Material to process -
☆ ☆ ☆

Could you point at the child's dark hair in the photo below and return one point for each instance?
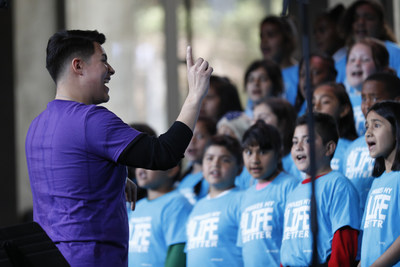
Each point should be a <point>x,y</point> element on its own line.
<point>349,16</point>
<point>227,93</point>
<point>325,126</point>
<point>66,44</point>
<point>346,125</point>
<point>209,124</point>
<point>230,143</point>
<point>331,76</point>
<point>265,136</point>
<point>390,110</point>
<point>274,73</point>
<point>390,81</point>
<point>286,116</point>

☆ ☆ ☆

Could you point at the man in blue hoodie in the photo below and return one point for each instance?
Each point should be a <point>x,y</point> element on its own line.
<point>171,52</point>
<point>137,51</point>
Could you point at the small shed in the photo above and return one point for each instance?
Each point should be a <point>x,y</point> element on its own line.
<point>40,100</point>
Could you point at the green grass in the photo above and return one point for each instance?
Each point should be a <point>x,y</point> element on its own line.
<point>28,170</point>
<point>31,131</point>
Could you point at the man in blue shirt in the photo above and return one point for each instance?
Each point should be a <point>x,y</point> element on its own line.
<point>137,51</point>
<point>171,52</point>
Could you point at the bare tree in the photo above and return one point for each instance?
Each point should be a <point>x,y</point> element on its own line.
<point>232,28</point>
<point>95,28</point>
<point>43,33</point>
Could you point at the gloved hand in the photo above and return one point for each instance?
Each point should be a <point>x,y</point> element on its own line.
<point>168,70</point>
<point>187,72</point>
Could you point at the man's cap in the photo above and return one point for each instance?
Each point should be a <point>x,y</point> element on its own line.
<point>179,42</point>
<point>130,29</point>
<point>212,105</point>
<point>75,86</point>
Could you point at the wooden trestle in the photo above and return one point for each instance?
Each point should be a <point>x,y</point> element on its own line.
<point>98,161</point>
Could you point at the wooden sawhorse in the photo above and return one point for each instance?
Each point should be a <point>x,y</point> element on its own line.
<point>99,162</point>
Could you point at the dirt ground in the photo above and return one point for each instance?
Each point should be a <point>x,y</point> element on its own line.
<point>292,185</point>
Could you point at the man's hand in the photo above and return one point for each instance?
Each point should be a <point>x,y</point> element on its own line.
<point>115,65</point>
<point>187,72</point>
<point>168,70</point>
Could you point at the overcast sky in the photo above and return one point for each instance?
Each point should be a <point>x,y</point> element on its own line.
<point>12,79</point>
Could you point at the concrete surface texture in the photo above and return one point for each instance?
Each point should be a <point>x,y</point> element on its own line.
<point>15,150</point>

☆ ☆ ☆

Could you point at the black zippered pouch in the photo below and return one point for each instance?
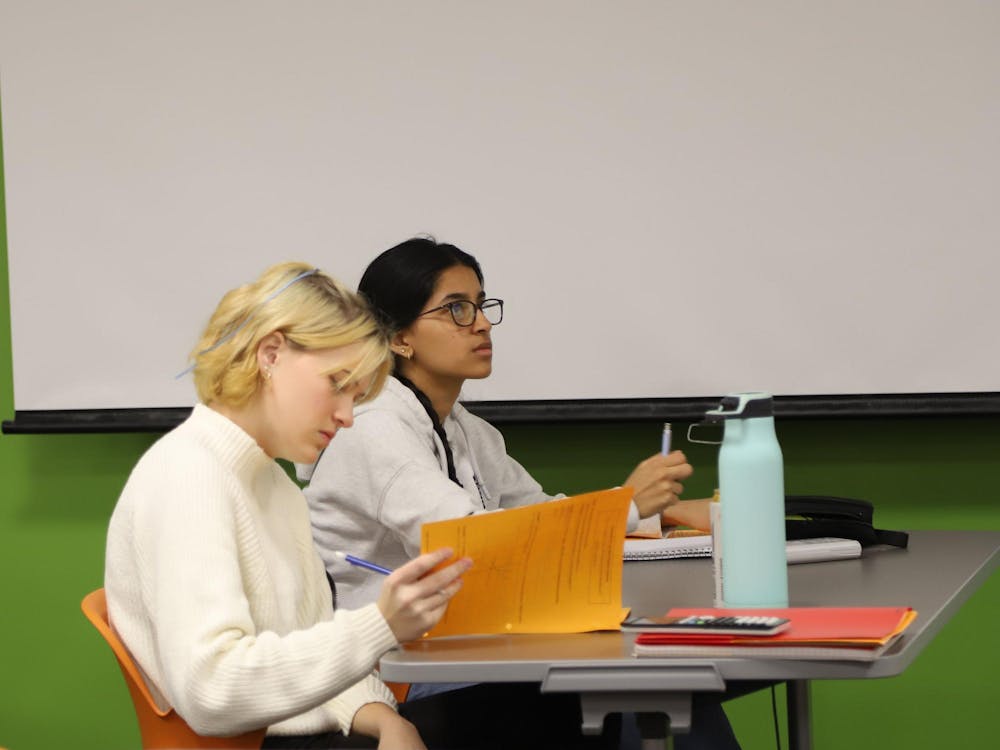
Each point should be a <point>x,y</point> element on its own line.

☆ ☆ ☆

Task -
Going through the listing above, copy out every line that has the string "hand".

Response to the exercise -
Could you point at the gloved hand in the photo above and return one point for each instance?
Could you point at the man's hand in the photo above and return one point for each instance?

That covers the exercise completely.